— Start of SUPPLIED MATERIAL —
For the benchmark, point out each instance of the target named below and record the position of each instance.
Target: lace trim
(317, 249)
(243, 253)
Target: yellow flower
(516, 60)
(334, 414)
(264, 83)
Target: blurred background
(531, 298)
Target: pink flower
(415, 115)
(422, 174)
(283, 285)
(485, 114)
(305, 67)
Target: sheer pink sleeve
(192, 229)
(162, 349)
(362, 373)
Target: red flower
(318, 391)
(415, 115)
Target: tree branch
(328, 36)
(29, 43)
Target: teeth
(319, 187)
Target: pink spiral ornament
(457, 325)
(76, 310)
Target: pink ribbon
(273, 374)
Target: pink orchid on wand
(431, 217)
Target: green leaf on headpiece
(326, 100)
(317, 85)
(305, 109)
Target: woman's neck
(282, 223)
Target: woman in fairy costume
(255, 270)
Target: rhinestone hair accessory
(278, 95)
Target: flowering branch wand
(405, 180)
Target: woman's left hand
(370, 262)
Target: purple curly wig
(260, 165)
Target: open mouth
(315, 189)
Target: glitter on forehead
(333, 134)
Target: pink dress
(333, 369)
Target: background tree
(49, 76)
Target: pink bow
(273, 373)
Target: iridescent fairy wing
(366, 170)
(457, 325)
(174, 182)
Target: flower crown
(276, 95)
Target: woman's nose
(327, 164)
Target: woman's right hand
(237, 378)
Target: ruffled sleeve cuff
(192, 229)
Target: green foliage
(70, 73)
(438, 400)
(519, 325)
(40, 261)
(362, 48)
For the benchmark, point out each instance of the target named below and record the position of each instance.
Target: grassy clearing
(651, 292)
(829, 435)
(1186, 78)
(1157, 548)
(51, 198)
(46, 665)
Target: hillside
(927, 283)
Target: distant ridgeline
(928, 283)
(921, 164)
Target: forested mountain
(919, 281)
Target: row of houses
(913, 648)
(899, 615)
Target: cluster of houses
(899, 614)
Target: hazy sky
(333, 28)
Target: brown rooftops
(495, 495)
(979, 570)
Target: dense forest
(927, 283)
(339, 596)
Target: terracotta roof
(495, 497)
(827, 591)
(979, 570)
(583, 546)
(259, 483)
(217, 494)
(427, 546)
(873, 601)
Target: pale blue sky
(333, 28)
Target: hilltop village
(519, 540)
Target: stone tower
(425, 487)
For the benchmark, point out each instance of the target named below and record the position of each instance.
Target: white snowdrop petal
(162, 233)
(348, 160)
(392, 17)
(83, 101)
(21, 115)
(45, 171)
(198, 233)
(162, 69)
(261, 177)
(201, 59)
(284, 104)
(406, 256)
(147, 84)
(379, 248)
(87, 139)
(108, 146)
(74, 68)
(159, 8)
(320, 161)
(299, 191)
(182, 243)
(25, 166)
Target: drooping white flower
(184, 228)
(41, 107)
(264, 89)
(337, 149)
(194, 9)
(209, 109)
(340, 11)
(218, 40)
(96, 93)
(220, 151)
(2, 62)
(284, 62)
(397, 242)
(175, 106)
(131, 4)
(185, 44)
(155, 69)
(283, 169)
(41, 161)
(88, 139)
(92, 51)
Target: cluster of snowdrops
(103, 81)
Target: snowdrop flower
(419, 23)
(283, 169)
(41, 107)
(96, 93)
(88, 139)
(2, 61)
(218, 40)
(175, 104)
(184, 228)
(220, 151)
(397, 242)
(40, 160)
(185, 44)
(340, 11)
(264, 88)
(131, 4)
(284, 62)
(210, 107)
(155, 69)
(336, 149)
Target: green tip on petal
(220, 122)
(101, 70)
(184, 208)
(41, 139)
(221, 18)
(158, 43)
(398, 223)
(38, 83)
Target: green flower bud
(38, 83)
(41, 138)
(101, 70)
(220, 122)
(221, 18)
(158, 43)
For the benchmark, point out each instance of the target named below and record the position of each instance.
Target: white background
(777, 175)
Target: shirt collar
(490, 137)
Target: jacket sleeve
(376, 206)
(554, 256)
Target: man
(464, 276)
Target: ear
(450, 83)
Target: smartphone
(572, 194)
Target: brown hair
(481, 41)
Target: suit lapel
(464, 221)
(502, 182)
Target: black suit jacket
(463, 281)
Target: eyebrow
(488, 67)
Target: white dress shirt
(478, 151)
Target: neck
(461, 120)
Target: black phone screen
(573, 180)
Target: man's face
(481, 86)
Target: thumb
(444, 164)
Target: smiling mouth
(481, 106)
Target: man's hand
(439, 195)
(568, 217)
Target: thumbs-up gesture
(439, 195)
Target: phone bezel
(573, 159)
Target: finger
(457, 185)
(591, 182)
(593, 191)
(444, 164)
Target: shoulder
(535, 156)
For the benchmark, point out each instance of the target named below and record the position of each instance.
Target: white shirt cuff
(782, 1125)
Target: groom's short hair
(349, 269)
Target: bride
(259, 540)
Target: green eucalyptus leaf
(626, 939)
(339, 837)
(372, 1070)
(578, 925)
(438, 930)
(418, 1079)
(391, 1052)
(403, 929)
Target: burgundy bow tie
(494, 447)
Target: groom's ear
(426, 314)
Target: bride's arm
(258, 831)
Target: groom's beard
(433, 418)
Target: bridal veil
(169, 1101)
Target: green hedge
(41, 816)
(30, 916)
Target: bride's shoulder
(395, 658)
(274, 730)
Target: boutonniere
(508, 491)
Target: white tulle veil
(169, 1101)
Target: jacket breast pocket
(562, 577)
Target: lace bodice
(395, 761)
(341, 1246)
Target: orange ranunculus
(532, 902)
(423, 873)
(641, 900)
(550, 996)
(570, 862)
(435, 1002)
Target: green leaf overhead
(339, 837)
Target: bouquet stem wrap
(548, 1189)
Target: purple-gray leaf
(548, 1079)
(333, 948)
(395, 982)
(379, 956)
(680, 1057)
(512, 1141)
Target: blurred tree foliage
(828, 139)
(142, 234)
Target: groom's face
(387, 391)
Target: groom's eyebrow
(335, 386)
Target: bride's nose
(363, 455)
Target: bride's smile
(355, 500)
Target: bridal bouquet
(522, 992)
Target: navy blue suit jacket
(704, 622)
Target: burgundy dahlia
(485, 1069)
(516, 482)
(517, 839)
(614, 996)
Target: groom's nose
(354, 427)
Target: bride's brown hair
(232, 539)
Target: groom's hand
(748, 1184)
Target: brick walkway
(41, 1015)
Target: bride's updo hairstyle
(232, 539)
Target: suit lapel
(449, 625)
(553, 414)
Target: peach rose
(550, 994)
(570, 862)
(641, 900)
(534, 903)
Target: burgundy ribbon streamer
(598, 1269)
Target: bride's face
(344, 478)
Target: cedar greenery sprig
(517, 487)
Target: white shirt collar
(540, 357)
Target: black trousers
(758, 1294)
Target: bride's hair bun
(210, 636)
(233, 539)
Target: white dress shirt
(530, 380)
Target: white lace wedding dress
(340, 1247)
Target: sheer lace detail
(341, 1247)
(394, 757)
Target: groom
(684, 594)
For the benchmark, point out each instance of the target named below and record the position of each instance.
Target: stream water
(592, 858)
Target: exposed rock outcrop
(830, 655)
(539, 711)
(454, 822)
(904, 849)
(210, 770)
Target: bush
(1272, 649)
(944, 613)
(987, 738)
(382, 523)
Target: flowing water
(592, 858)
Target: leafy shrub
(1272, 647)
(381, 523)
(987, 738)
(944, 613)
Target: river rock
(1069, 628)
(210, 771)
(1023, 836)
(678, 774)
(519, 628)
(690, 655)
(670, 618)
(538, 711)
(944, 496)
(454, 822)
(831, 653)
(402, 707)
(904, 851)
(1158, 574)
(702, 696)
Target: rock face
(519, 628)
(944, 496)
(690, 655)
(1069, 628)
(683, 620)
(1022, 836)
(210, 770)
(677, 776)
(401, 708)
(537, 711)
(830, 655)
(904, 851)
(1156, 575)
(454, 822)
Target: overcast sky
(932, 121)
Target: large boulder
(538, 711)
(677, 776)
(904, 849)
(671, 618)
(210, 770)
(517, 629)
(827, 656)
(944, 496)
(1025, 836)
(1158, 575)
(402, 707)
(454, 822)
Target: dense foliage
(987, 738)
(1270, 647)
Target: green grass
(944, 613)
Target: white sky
— End of SUPPLIED MATERIAL —
## GOAL:
Update the lines from the line containing "Target: rock face" through the end of the records so that "dense foliage" becomes "thick foliage", changing nothing else, and give back only those lines.

## TASK ANSWER:
Target: rock face
(519, 628)
(944, 496)
(690, 655)
(1069, 628)
(683, 620)
(1022, 836)
(210, 770)
(677, 776)
(401, 708)
(537, 711)
(830, 655)
(904, 851)
(1156, 575)
(454, 822)
Target: overcast sky
(932, 121)
Target: large boulder
(538, 711)
(677, 776)
(904, 849)
(671, 618)
(210, 770)
(517, 629)
(827, 656)
(944, 496)
(1025, 836)
(1158, 575)
(402, 707)
(454, 822)
Target: thick foliage
(987, 738)
(1270, 647)
Target: green grass
(944, 613)
Target: white sky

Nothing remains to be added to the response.